Rescale the part of the listing below that starts at the line containing "Put a point on every instance of the man's sneaker;" and ends with the last line. Rewrite those lines with the requests included, multiply each point coordinate in the answers by 1.05, and round to whole numbers with halves going up, leaving the sample coordinates in the requests unchanged.

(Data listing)

<<<<

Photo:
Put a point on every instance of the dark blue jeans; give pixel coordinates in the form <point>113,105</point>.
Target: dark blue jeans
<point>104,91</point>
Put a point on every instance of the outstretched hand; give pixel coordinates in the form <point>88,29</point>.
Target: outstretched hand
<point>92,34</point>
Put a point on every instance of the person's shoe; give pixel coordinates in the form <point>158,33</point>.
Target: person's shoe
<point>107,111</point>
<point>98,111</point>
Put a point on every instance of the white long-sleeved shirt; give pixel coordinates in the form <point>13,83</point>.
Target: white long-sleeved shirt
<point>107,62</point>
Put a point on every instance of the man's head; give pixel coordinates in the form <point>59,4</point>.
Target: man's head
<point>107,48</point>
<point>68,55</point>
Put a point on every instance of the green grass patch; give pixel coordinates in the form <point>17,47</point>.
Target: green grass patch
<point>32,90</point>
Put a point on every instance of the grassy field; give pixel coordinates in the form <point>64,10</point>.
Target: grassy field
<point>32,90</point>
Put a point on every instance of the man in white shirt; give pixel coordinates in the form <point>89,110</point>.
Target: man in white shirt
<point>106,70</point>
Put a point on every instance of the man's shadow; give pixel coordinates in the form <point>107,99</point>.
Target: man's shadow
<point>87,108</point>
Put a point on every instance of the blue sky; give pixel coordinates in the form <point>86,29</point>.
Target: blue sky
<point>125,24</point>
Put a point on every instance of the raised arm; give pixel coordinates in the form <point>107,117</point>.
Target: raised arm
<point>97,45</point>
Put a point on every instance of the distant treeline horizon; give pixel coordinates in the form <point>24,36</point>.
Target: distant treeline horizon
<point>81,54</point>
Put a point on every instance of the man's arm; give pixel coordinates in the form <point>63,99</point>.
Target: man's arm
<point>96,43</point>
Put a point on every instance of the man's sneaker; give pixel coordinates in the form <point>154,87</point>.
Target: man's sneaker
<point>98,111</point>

>>>>

TASK SOLUTION:
Put a point on every instance of the man's sneaker; give pixel coordinates in the form <point>154,87</point>.
Target: man's sneaker
<point>103,117</point>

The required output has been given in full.